## How to complete this task
Produce an exact copy of all the data below, dropping every image.

## Image point grounding data
______

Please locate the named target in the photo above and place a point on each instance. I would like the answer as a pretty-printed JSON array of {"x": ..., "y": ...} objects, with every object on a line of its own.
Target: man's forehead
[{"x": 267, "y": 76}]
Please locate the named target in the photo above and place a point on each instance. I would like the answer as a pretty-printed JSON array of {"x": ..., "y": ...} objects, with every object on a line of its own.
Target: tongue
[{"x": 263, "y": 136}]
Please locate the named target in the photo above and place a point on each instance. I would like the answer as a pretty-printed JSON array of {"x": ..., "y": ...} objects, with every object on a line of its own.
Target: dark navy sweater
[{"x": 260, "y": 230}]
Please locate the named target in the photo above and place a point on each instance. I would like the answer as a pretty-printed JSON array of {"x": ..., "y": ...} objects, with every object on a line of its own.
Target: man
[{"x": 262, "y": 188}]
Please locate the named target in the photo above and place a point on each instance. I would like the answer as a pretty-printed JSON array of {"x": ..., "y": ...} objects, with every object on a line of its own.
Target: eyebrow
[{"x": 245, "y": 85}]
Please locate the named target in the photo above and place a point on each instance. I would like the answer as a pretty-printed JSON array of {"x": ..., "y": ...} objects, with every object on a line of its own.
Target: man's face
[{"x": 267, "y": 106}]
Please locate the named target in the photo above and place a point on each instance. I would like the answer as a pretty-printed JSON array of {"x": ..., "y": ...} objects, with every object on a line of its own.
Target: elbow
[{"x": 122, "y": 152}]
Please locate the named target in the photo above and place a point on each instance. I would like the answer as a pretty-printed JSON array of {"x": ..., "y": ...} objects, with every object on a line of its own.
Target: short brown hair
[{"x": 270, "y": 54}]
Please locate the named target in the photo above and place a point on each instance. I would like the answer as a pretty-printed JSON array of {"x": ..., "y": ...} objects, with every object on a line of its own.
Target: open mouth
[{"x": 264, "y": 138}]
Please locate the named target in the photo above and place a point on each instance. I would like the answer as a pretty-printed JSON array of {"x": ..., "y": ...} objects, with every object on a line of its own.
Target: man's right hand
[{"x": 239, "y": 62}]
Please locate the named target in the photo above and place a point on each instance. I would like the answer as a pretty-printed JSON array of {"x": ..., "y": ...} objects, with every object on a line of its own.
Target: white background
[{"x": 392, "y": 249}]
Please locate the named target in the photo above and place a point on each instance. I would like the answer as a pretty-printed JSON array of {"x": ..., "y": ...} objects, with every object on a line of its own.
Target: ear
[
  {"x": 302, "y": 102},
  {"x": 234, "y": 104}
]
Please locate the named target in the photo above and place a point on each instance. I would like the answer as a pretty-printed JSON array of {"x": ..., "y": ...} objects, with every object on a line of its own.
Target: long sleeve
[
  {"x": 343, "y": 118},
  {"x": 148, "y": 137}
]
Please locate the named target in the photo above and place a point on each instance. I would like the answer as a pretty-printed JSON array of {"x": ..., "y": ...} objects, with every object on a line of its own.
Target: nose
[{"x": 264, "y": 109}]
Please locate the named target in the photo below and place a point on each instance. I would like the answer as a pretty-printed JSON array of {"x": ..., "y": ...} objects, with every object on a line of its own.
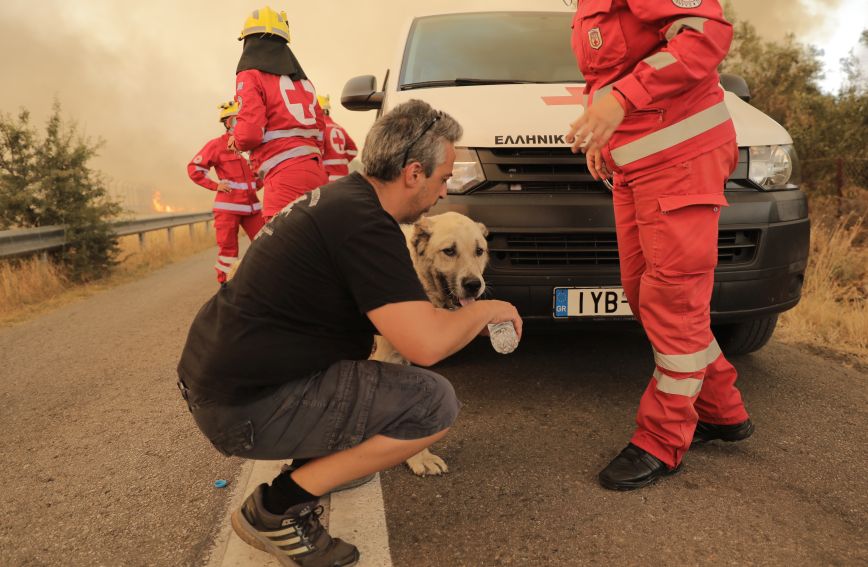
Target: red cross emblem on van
[{"x": 595, "y": 38}]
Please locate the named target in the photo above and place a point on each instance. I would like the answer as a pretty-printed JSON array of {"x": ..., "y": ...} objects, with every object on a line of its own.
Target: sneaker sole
[
  {"x": 251, "y": 536},
  {"x": 623, "y": 487},
  {"x": 724, "y": 439}
]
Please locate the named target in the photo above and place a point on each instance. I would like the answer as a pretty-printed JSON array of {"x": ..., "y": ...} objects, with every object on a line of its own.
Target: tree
[{"x": 47, "y": 181}]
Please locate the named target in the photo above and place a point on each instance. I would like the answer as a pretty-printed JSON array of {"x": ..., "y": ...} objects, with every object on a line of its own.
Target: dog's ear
[{"x": 421, "y": 235}]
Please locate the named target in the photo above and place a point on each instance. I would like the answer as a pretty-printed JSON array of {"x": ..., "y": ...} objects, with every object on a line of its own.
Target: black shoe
[
  {"x": 706, "y": 432},
  {"x": 296, "y": 538},
  {"x": 633, "y": 468},
  {"x": 355, "y": 483}
]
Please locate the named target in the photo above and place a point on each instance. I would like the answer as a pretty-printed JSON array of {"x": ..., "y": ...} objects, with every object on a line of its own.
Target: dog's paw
[{"x": 426, "y": 463}]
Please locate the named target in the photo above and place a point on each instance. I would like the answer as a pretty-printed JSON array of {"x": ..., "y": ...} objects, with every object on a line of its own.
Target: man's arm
[
  {"x": 425, "y": 335},
  {"x": 201, "y": 165},
  {"x": 697, "y": 41},
  {"x": 251, "y": 121}
]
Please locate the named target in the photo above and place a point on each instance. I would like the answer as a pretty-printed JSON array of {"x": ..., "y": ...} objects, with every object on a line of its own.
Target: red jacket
[
  {"x": 340, "y": 150},
  {"x": 662, "y": 57},
  {"x": 230, "y": 167},
  {"x": 279, "y": 120}
]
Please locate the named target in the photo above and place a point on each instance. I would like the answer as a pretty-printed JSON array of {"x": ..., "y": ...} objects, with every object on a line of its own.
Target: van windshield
[{"x": 489, "y": 48}]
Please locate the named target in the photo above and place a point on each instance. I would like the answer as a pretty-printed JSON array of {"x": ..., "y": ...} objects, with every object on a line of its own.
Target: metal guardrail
[{"x": 20, "y": 242}]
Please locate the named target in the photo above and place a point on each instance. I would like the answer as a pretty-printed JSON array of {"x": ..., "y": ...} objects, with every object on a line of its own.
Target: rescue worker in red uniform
[
  {"x": 340, "y": 149},
  {"x": 235, "y": 204},
  {"x": 279, "y": 120},
  {"x": 657, "y": 121}
]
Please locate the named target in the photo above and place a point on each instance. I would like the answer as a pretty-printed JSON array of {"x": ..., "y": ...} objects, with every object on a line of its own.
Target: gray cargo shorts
[{"x": 330, "y": 411}]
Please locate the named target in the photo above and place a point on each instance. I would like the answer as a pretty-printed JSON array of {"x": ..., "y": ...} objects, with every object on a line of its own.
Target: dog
[{"x": 449, "y": 253}]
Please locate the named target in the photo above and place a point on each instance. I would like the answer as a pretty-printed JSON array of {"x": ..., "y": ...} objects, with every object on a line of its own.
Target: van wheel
[{"x": 745, "y": 337}]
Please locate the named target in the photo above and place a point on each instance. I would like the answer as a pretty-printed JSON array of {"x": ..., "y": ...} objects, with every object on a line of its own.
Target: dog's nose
[{"x": 471, "y": 286}]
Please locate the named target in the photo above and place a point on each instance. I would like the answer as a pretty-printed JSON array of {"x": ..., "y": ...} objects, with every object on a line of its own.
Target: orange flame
[{"x": 156, "y": 202}]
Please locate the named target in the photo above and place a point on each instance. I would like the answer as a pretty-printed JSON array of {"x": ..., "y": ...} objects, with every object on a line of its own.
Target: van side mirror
[
  {"x": 736, "y": 85},
  {"x": 360, "y": 93}
]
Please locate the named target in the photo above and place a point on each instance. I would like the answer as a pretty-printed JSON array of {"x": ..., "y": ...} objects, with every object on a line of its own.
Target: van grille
[{"x": 597, "y": 249}]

______

## Final answer
Please locate the named target in the photo above and place a point on each instance. I would like the answer as a pretty-printed JSON array of {"x": ..., "y": ...} objects, with every object on a line of its own.
Target: man's forehead
[{"x": 267, "y": 76}]
Please locate the named target in the photo above and place a point on each instance. I would like the answer as a pretty-printed JSON array of {"x": ..., "y": ...} objects, with every object on a line of its own.
Target: tongue
[{"x": 263, "y": 136}]
Please locate the named target in the photo above and place a point on each instance. I would like the answer as a pretty-printed JSON array of {"x": ..., "y": ...} objects, with every object on a line of its own.
Target: dark navy sweater
[{"x": 260, "y": 230}]
Please locate the named target in the photo above and place a point on each instance. I would like the answer as a pretty-printed JSON array of {"x": ..., "y": ...} objects, with every object on a line of its own.
Target: man
[{"x": 262, "y": 188}]
Please locate the named target in the photo above and place a point on each instance. I would like the answer as a pretty-printed JSON array of {"x": ..., "y": ...} objects, with every object on a line of its own.
Target: eyebrow
[{"x": 245, "y": 85}]
Please locate the named target in the photo above and place a point on each instance. I would like the answer as a pretty-printed JSON array of {"x": ..., "y": ...} objects, with every object on a line of its own.
Target: man's face
[{"x": 267, "y": 106}]
Please locate the named target in the photo above and place a point on each instance. I would like the answer as a pretty-printed JSON array of {"x": ..., "y": ...} objects, with every object on a line of its own.
Target: elbow
[{"x": 122, "y": 152}]
Please locate the named target in the photo above and place a point on each instance. I would like the answer as a pretty-printed JSON array of {"x": ..., "y": ...} objects, with every object on a line of its own.
Target: short brown hair
[{"x": 270, "y": 54}]
Please locate the named target in the photo above and place a point on each instance. I would like the answer as a pretty-printed JSON array of {"x": ..., "y": ...} objects, with every object on a line of its own.
Target: open mouth
[{"x": 264, "y": 138}]
Please locate the named target in the photo above and place a point on each instance. I would like the answer as a pretty-printed JSON array of {"x": ..., "y": ...} objects, with every object on a line of its own.
Target: man's right hand
[{"x": 239, "y": 62}]
Please locate the named target in the photo above and place a point on each instance. I would like the answer as a pretty-printed JSON array of {"x": ..., "y": ...} objects, with every object on a line of its own.
Target: white background
[{"x": 392, "y": 249}]
Please locate the named target in the photo above and place a point on each instance. I would like the answer as a pretty-printed JSON array of {"x": ..., "y": ...} objects, with every object on a line of its own.
Target: ear
[
  {"x": 302, "y": 102},
  {"x": 234, "y": 104}
]
Please locate the named target in the photo above and place a point on each instance. I would like the answer as a pretty-printed JSON array of {"x": ..., "y": ...} objects, with every object on a line of its own.
Target: long sleeve
[
  {"x": 343, "y": 118},
  {"x": 148, "y": 137}
]
Please locate the named target in the photo above and place a point on each instance. I would like the answer as a pretty-printed JSON array of {"x": ..., "y": ...} objects, with every object on a line of its own.
Target: nose
[{"x": 264, "y": 109}]
Please locate the named target in the photo below and place a point on each instance. I would like the answer as a pretty-printed JSON array of {"x": ..., "y": ...} objects, with every object on a line of its own.
Target: red cross emblem on van
[{"x": 595, "y": 38}]
Please locate the named target in the photo above and place a point on each instance. I would like the answer as a pretty-printed JSON array of {"x": ..., "y": ...} objects, with every object on a line of its own.
Target: sneaker sole
[
  {"x": 251, "y": 536},
  {"x": 623, "y": 487},
  {"x": 724, "y": 439}
]
Please locate the named target in the photo above and place a point on each instance. I would like the answer as a pretty-printed JSON array of {"x": ..., "y": ...} objects, with every object on a line of its own.
Target: tree
[{"x": 47, "y": 181}]
Please locate the named target in the photo above and place a point on each instance. I would like the answer as a pretty-printed JSON array of {"x": ..., "y": ...} objects, with every object on a line of its own.
Target: dog's ear
[{"x": 421, "y": 235}]
Please locate the named target in the photo above and place a point on each instance. I would like the answer as a pretty-printed JSON array of {"x": ..., "y": ...} objects, with every object on a line of its own.
Target: black shoe
[
  {"x": 706, "y": 432},
  {"x": 296, "y": 538},
  {"x": 633, "y": 468},
  {"x": 355, "y": 483}
]
Please locate the named target in the photo above and place a point on each instance. I would like the answer as a pretty-printed JSON array of {"x": ..., "y": ...} objects, with every object on a line of its own.
Target: dog's paw
[{"x": 426, "y": 463}]
Please locate the named target in the photo above and place a point on each instance. I would like the answer as a pretty-printed JSON array of {"x": ..., "y": ...} objects, with every object on a line of its own.
Target: man's arm
[
  {"x": 425, "y": 335},
  {"x": 201, "y": 165},
  {"x": 697, "y": 41},
  {"x": 251, "y": 121}
]
Please locate the named target in the photo above and place a point on each instance. I would like the answer as a pretty-printed JSON array of {"x": ..., "y": ...} objects, with every object on a line of its own.
Target: red jacket
[
  {"x": 340, "y": 150},
  {"x": 662, "y": 57},
  {"x": 230, "y": 167},
  {"x": 279, "y": 120}
]
Please locate the named target in the photo above and place a point on each instance. I would like the answer as a pretty-printed JSON array of {"x": ..., "y": ...} objects, with every object on a line of its own.
Target: van windshield
[{"x": 489, "y": 48}]
Please locate the named target in the photo above and place a point on each instance. I would like the answer as a pretty-printed JSON array of {"x": ..., "y": ...} objects, with every object on a line of its own.
Target: metal guardrail
[{"x": 20, "y": 242}]
Please locate the named target in the photo above and place a point on each instance. I would like the answer as a pretty-printed JSON array of {"x": ..., "y": ...} objects, with every object on a line of its own.
Target: rescue worker in red uniform
[
  {"x": 340, "y": 149},
  {"x": 235, "y": 204},
  {"x": 279, "y": 120},
  {"x": 657, "y": 121}
]
Please locate the named target in the photo above and place a point on each instance. I would like the answer as a pretty-printed JSON array of {"x": ..., "y": ...} objects, with every object on a line of its own.
Target: gray cargo shorts
[{"x": 330, "y": 411}]
Please locate the named target in the photo above and place a point on each instance. I would like the answer as a pretty-printed JSON array of {"x": ..., "y": ...} objects, with every object on a line of its own.
Target: dog
[{"x": 449, "y": 253}]
Please locate the named target in the photo above and place a point on each instance. I would like the answer as a pretty-printed JSON array of {"x": ..., "y": ...} objects, with every object on a line of its own.
Target: van wheel
[{"x": 745, "y": 337}]
Please locate the named target in the photo above and place a point on each instance. I would like the answer as a pretty-printed JSON array of {"x": ..., "y": ...} objects, with every object on a line of its own.
Target: dog's nose
[{"x": 471, "y": 286}]
Please locate the named target in the photo above and place a point on each instance. I would like the answer as a pretty-printed JSON array of {"x": ..., "y": ...} objects, with every object on a line of its own.
Target: orange flame
[{"x": 156, "y": 202}]
Please locate the named target in the photo above and place a point on each instance. I would like the answer as a pretty-printed JSON array of {"x": ..., "y": ...} objects, with every object on a line of its own.
Target: van side mirror
[
  {"x": 736, "y": 85},
  {"x": 360, "y": 93}
]
Please locate the named target in the photo above and place a point on each instance. I would like the answer as a pretty-printed JSON array of {"x": ..., "y": ...} objects, with every object on a line of its own.
Target: van grille
[{"x": 597, "y": 249}]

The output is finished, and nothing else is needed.